----- EXTRACTED TEXT -----
Wishing you a happy and healthy 2015,
Rabbi Craig Scheff
I was one of sixty women, all members of the Rabbinical Assembly of Conservative Judaism, who gathered at the Jewish Theological Seminary on Monday and Tuesday, December 9 and 10 to connect, learn and replenish our minds and souls. The title of the conference was “Leaning In, Leaning Out, Learning from Each Other.” The learning, prayer, and opportunity to connect were all valuable.
But that is not what is on my mind as I think about the conference in the days since it ended. I am thinking about what it means to be present, completely and wholly present. In her opening talk, Rabbi Amy Eilberg, the first ordained woman of the Conservative Movement of Judaism, explained to us that her work has been about cultivating compassion. That work, she asserted, can only happen through true listening, through being present to another and thereby to God. She reminded us that careers in the rabbinate are guided by what we believe God wants of us more than by ambition.
-----
▶ WHAT YOU WILL DO
a - Edit the piece on the rabbis' conference: give the part that opens with the words containing "Wishing you a" and closes with "were all valuable." again, with "sixty" changed to "seventy".
b - Continue the piece on the rabbis' conference from where it stops.
----- PROVIDED DATA -----
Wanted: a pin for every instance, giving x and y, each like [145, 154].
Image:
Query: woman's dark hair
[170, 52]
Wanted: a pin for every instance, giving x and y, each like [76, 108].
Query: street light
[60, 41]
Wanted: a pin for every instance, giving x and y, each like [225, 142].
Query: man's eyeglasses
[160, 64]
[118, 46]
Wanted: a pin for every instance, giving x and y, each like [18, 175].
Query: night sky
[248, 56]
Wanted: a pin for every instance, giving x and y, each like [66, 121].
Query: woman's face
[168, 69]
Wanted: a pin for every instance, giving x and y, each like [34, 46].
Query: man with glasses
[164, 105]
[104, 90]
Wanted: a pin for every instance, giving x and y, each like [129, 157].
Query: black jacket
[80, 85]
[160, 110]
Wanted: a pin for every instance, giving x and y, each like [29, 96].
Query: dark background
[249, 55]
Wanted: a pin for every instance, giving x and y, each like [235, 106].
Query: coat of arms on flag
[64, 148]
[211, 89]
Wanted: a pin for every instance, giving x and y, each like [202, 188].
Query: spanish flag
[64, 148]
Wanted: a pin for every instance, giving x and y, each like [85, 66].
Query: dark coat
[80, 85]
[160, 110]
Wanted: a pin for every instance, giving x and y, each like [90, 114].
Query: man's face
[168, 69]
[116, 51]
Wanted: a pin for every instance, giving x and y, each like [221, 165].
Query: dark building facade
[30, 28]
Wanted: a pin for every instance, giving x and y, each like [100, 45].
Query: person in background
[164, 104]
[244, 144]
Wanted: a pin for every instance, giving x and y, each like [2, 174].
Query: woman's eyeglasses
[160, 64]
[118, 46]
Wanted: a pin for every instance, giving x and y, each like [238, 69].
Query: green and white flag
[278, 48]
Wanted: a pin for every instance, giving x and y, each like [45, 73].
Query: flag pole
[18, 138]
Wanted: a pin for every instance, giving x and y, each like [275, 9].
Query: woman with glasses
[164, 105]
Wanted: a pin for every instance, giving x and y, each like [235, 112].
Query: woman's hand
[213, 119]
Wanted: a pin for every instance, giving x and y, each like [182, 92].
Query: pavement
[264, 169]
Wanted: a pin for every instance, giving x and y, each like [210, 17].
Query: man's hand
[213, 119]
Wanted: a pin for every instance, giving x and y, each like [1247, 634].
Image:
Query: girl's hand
-----
▶ EXERCISE RESPONSES
a -
Wishing you a happy and healthy 2015,
Rabbi Craig Scheff
I was one of seventy women, all members of the Rabbinical Assembly of Conservative Judaism, who gathered at the Jewish Theological Seminary on Monday and Tuesday, December 9 and 10 to connect, learn and replenish our minds and souls. The title of the conference was “Leaning In, Leaning Out, Learning from Each Other.” The learning, prayer, and opportunity to connect were all valuable.

b -
I spent the rest of the day asking myself how I could ever know what God wants of me. As I listened to fellow rabbis, talked in small groups, and took notes, I asked myself the question about what God wants. And then the answer came to me as I pictured myself in our sanctuary at the OJC. Above the ark, the words are carved: “Shiviti Adonai l’negdi tamid.” I place God before me always.
I can know what God wants of me by being quiet enough, in the sanctuary of my soul, to listen. And to do that? I must be present. I must be in the moment with each of you, with the children of the Religious School, with the youngest children and their grown-ups at Early Kabbalat Shabbat. I must be fully present in your loved one’s hospital room, at your kitchen table or across the table from you at Starbucks. I must be present in the moments we share on the telephone.
And then, at the end of our moment, I must listen to my soul deeply enough to reassure myself that I am doing what God wants of me. Did I listen to you? Was I fully present to you?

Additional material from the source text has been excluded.